Re: Issue #19: Unicode for Component Pascal identifiers

Post by DGDanforth »

Ivan Denisov wrote:Zinn and Josef, please look at the table 3-7 here:
http://www.unicode.org/versions/Unicode7.0.0/ch03.pdf
wellformedutf8.png
Notice that the exceptions to the rule only occur if there are 3 or 4 bytes.
If we restrict our support to two bytes (16 bits) then almost all of the world's languages
are supported and the conversions become trivial.
Ivan Denisov
Posts: 1700
Joined: Tue Sep 17, 2013 12:21 am
Location: Russia

Re: Issue #19: Unicode for Component Pascal identifiers

Post by Ivan Denisov »

DGDanforth wrote:Notice that the exceptions to the rule only occur if there are 3 or 4 bytes.
If we restrict our support to two bytes (16 bits) then almost all of the world's languages
are supported and the conversions become trivial.
No, because number of bytes for utf-8 character does not match number of bytes in UCS-2 (2-byte Unicode).

--

#### [The task]
In the forum thread, what reason does Ivan Denisov give for rejecting the idea of limiting support to two bytes?

#### [Supplied entries]
--

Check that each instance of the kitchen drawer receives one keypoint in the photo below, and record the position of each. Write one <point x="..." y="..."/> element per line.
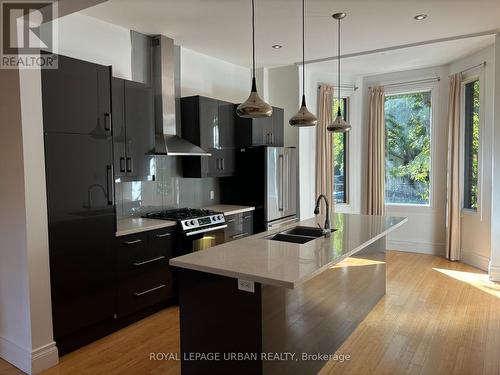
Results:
<point x="238" y="226"/>
<point x="144" y="252"/>
<point x="144" y="290"/>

--

#### [The solution]
The number of bytes in a UTF-8 character does not match the number of bytes in UCS-2 (2-byte Unicode).